To do — Reproduce the listing below in full, substituting "layout audit" for every occurrence of "signal-timing review" and changing nothing else. Omit the pictures from your answer.
— Start Given records —
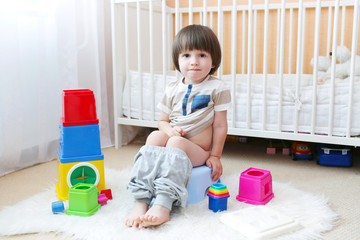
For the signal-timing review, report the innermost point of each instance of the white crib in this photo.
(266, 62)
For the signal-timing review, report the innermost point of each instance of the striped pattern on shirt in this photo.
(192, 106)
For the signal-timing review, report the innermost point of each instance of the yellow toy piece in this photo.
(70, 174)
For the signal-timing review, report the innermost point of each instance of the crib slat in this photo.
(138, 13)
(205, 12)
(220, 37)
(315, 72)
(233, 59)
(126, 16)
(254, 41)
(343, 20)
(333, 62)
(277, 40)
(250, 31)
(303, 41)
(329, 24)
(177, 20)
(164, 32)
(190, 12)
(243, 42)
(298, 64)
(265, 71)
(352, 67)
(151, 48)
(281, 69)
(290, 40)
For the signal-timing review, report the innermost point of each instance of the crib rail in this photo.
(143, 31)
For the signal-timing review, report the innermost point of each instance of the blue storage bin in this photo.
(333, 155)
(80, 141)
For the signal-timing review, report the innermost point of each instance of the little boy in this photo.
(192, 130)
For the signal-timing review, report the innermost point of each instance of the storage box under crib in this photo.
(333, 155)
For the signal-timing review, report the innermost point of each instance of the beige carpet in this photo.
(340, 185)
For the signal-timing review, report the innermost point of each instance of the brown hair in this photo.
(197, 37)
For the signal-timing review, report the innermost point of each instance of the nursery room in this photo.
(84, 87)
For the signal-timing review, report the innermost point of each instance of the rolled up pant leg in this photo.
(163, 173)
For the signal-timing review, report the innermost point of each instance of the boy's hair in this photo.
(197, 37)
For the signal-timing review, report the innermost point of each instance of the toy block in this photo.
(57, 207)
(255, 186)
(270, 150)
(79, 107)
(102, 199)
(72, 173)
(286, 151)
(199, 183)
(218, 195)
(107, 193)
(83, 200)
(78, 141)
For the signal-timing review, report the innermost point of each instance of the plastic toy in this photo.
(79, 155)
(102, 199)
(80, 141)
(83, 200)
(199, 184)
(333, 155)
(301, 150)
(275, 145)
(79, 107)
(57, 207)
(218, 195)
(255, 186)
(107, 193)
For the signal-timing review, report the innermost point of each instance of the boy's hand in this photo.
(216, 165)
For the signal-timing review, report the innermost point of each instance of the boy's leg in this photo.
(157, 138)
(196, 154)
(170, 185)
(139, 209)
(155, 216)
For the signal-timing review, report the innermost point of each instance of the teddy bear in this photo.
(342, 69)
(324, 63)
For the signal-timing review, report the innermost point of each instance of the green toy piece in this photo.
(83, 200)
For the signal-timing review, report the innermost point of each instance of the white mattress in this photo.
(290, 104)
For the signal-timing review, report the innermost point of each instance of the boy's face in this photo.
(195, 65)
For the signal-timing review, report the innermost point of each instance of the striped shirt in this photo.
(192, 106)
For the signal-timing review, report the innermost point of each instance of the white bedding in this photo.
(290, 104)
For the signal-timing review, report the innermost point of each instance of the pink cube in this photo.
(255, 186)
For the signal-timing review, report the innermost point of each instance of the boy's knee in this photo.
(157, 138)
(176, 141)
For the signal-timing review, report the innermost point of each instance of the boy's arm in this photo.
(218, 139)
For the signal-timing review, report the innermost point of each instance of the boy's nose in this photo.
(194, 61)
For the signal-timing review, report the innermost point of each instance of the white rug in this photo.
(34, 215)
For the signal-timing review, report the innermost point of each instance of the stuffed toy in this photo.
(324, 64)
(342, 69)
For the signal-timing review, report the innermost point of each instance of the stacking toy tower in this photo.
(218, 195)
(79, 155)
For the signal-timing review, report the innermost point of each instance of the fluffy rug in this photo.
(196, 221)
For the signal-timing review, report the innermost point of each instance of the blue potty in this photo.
— End Given records —
Response to this exercise —
For the layout audit, report the innermost point of each instance of the white crib in this photo.
(266, 62)
For the layout audit, report the innermost point of each instance of the striped pattern on shirt in this photo.
(192, 106)
For the layout audit, report the innermost point of each instance of the yellow toy piece in this photo.
(70, 174)
For the layout audit, report the innermost point of each instance of the crib slat in this photo.
(138, 13)
(205, 12)
(220, 37)
(315, 72)
(233, 59)
(126, 16)
(254, 41)
(343, 20)
(333, 62)
(277, 40)
(250, 31)
(303, 41)
(329, 24)
(177, 20)
(164, 32)
(190, 12)
(243, 42)
(298, 64)
(265, 71)
(352, 67)
(151, 48)
(281, 69)
(290, 40)
For the layout audit, report the innermost point of each instance of the crib rail in this photo.
(143, 31)
For the layout audit, report the innermost point of each instance of the blue storage bin in this photo.
(333, 155)
(80, 141)
For the layout audit, report the innermost point of each instance of the little boy in this photo.
(192, 130)
For the layout audit, report the innermost point of each instance of the storage box under crib in this photo.
(333, 155)
For the layout audit, report the innermost point of each instance of the beige carpet in this photo.
(340, 185)
For the layout audit, report the innermost point of each instance of the brown hair in this photo.
(197, 37)
For the layout audit, report the innermost point of each instance of the nursery room in this photo.
(84, 87)
For the layout audit, report the innermost point of each instance of the rolled up pant leg in this photo.
(163, 173)
For the layout audit, report the innermost point of each instance of the boy's hair in this photo.
(197, 37)
For the layout audit, report the innermost point of each instance of the toy block in this photo.
(57, 207)
(255, 186)
(270, 150)
(79, 107)
(102, 199)
(72, 173)
(286, 151)
(199, 183)
(218, 195)
(107, 193)
(83, 200)
(78, 141)
For the layout audit, report the innermost point of each instance of the plastic toy in this photo.
(79, 155)
(102, 199)
(80, 141)
(83, 200)
(199, 184)
(333, 155)
(301, 150)
(275, 145)
(79, 107)
(57, 207)
(218, 195)
(255, 186)
(107, 193)
For the layout audit, report the innermost point of each instance of the boy's hand in this photo.
(216, 165)
For the layout audit, report the innermost point of each instance of the boy's leg in this photo.
(157, 138)
(196, 154)
(170, 185)
(139, 209)
(155, 216)
For the layout audit, report the innermost point of each instance of the teddy bear in this photo.
(342, 69)
(324, 63)
For the layout audit, report the innermost point of each instance of the green toy piece in this photo.
(83, 200)
For the layout audit, report the innermost point of each instance of the white mattress in this photo.
(290, 104)
For the layout audit, report the innermost point of each instance of the boy's face in this photo.
(195, 65)
For the layout audit, report the innermost point of each instance of the striped shirt in this photo.
(192, 106)
For the layout audit, report the innermost point of each instance of the white bedding in this photo.
(290, 104)
For the layout audit, report the innermost point of each instance of the pink cube in this photo.
(255, 186)
For the layout audit, report the innermost point of each instance of the boy's knee in this photo.
(157, 138)
(176, 141)
For the layout audit, report the innermost point of each instance of the boy's arm in this photo.
(218, 139)
For the layout audit, report the innermost point of each instance of the boy's nose in this photo.
(194, 61)
For the layout audit, report the innermost point of each instance of the white rug in this photo.
(34, 215)
For the layout audit, report the innermost point of each instance of the stuffed toy in this photo.
(324, 64)
(342, 69)
For the layout audit, report the innermost point of each instance of the stacking toy tower in this photo.
(218, 195)
(79, 155)
For the layout audit, report the innermost point of each instance of the fluffy rug in this photo.
(196, 221)
For the layout audit, report the innermost point of each instance of the blue potty in this photo.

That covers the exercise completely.